Sedangkan mahasiswa sejatinya sebagai pemantik perjuangan terhadap masyarakat yang dikenal sebagai agen perubahan dan mampu menjawab keresahan dan permasalahan yang dirasakan masyarakat. Namun, bagaimana mungkin memantik dan membangun kesadaran masyarakat untuk bergerak bila di dalam tubuh mahasiswa itu sendiri kesadaran dan kepedulian terhadap kondisi sosial tidak terbangun dengan baik.

Isu nasional dan isu sosial yang ada di masyarakat kini menjadi hal yang kerap kali dikesampingkan oleh karena banyaknya permasalahan dan isu yang terdapat di dalam kampus yang notabenenya menyentuh langsung mahasiswa yang ada di dalam kampus itu sendiri. Tidak jauh berbeda dari sejarah NKK dan BKK, kondisi mahasiswa kini disibukkan dengan kegiatan perkuliahan dengan memberikan tumpukan tugas-tugas kuliah semata dan juga dibenturkannya mahasiswa dengan kegiatan-kegiatan yang hanya bersifat event semata, sehingga wajar bila gerakan mahasiswa selalu di identikkan dengan kegiatan yang konservativ, monoton dan kuno dengan metode gerakan dan bentuk yang hampir selalu sama. Sebab pada dasarnya untuk membangun gerakan mahasiswa tentunya kita tidak mesti luput dari metode, selain daripada agenda gerakan yang konsisten dan berjalan continue.

......

> [PETUNJUK PENGERJAAN]
1 – Tentukan apakah setiap pernyataan berikut sesuai dengan kutipan tentang gerakan mahasiswa, lalu jawab ya atau tidak disertai kata-kata penentu dari kutipan tersebut yang dikutip persis.
(a) Mahasiswa dikenal sebagai agen perubahan.
(b) Isu nasional dan isu sosial kini selalu menjadi perhatian utama mahasiswa.
(c) Gerakan mahasiswa digambarkan memiliki metode dan bentuk yang terus berganti.
2 – Jawablah pertanyaan berikut berdasarkan kutipan tentang gerakan mahasiswa.
(a) Mahasiswa sejatinya berperan sebagai apa terhadap masyarakat?
(b) Kondisi mahasiswa kini disebut tidak jauh berbeda dari sejarah apa?
(c) Selain metode, apa yang diperlukan untuk membangun gerakan mahasiswa?
3 – Menurut kutipan tentang gerakan mahasiswa, mengapa wajar bila gerakan mahasiswa diidentikkan dengan kegiatan yang konservatif, monoton, dan kuno? Jelaskan dalam satu sampai tiga kalimat.

......

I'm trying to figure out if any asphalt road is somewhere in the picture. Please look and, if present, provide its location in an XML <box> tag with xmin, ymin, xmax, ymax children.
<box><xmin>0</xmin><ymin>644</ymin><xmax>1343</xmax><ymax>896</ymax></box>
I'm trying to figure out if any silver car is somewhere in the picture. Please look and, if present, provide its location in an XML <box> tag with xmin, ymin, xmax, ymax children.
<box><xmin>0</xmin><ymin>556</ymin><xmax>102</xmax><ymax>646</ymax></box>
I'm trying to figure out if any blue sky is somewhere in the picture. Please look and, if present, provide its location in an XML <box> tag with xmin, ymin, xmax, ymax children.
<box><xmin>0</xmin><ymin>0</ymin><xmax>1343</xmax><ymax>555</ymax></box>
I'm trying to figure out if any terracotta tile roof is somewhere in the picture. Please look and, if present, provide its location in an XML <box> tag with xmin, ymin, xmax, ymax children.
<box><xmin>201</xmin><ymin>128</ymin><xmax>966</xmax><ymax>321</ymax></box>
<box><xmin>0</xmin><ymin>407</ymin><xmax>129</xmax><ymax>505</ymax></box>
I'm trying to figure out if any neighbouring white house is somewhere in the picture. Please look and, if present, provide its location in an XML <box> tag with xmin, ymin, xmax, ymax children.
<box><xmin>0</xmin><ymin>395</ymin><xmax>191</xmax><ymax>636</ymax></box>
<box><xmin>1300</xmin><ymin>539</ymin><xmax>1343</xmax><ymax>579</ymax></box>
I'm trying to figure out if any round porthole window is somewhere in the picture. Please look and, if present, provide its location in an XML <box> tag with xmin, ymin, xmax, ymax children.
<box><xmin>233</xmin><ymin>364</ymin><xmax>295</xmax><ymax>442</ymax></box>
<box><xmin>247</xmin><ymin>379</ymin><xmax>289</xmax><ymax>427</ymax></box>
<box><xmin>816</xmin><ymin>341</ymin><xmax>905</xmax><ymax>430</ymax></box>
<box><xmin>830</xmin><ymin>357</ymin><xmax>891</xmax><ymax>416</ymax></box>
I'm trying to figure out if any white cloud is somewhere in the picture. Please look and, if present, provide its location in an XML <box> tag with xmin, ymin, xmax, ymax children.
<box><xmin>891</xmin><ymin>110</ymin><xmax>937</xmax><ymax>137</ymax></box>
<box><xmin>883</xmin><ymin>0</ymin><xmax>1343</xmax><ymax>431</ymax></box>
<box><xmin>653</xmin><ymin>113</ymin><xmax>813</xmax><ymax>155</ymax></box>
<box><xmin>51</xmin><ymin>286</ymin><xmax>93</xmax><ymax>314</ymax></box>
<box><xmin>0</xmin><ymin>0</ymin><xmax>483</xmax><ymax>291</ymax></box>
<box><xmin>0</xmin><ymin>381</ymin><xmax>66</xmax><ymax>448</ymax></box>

......

> [KUNCI JAWABAN]
1 –
(a) Ya: "yang dikenal sebagai agen perubahan"
(b) Tidak: "kini menjadi hal yang kerap kali dikesampingkan"
(c) Tidak: "dengan metode gerakan dan bentuk yang hampir selalu sama"

2 –
(a) Sebagai pemantik perjuangan terhadap masyarakat.
(b) Sejarah NKK dan BKK.
(c) Agenda gerakan yang konsisten dan berjalan continue.

3 – Hal itu wajar karena mahasiswa kini disibukkan dengan kegiatan perkuliahan berupa tumpukan tugas kuliah semata. Selain itu, mahasiswa dibenturkan dengan kegiatan-kegiatan yang hanya bersifat event semata.